**READING PASSAGE:**
....................
New York’s Department of Education is trying to combat the downward spiral, putting out new guidelines mandating that teachers not “friend” students online, although they can maintain a professional page the kids can subscribe to. But clearly not everyone’s following those marching orders.

Once a student friends a teacher, or vice versa, there’s an automatic power dynamic shift. Popular wisdom in the professional arena advises against employees friending their bosses, and similar logic should apply to teen students and adult teachers — but when did “logic” and “teenagers” ever appear in the same sentence?

Many adults now dress more like younger people. Informal is the catchword, as is first-name basis conversation, and “here’s my cellphone number” accessibility.

That’s how a grown woman ends up sending an ill-advised FB message, as in the case of Sayar, who allegedly responded to her teen paramour’s declaration of love with, “Oh no, I’m not putting myself out there again. I made that mistake last night and you couldn’t handle it.”

This is “Gossip Girl”-level dialogue, and wouldn’t you know it, life imitates art: That show featured one of its male leads, Dan Humphrey, getting hot and heavy with his high-school English teacher, leading to her bailing on her job.
....................
**INFORMATION SUPPLIED:**
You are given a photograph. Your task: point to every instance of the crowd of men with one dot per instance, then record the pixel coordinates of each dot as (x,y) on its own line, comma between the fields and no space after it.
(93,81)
....................
**REQUIRED ACTIONS:**
A - From the passage on teachers friending students, please quote the part that opens with the words containing "New York’s Department" and closes with "those marching orders.".
B - In the passage on teachers friending students, what can teachers still maintain under the New York Department of Education's new guidelines?
C - Carry on the passage on teachers friending students from the point where it stops.
The lines have no part in this.

**RESPONSES PER TASK:**
A -
New York’s Department of Education is trying to combat the downward spiral, putting out new guidelines mandating that teachers not “friend” students online, although they can maintain a professional page the kids can subscribe to. But clearly not everyone’s following those marching orders.

B - A professional page that the kids can subscribe to.

C -
The current ABC show “Pretty Little Liars” also has a prominent storyline in which one of its female high schoolers gets involved with a handsome young teacher. And Fox’s “Glee” has featured more than one inappropriate moment between students and teachers, although, perhaps tellingly, it was only the one between a teen boy — Mark Salling’s Puckerman — and a grown woman, Broadway actress Idina Menzel guest-starring as a substitute, that was actually consummated (not to mention celebrated: Salling performed a rendition of the original teacher-lust anthem, Van Halen’s “Hot for Teacher,” prior to the seduction).

In contrast, when Lea Michele’s Rachel Berry went through a brief phase of lusting after Matthew Morrison’s glee-club teacher, he gently and nobly discouraged her. (That doesn’t stop him from singing and dancing with the students onstage, though, as if he was just another one of the kids).

There’s a double standard here, obviously. When a male teacher is caught with a female student, it’s almost universally seen as creepy and outright wrong (to wit, the recent “Dr. Phil” appearance of a middle-aged California teacher who abandoned his wife and children to shack up with a student was greeted with lusty derision by the crowd).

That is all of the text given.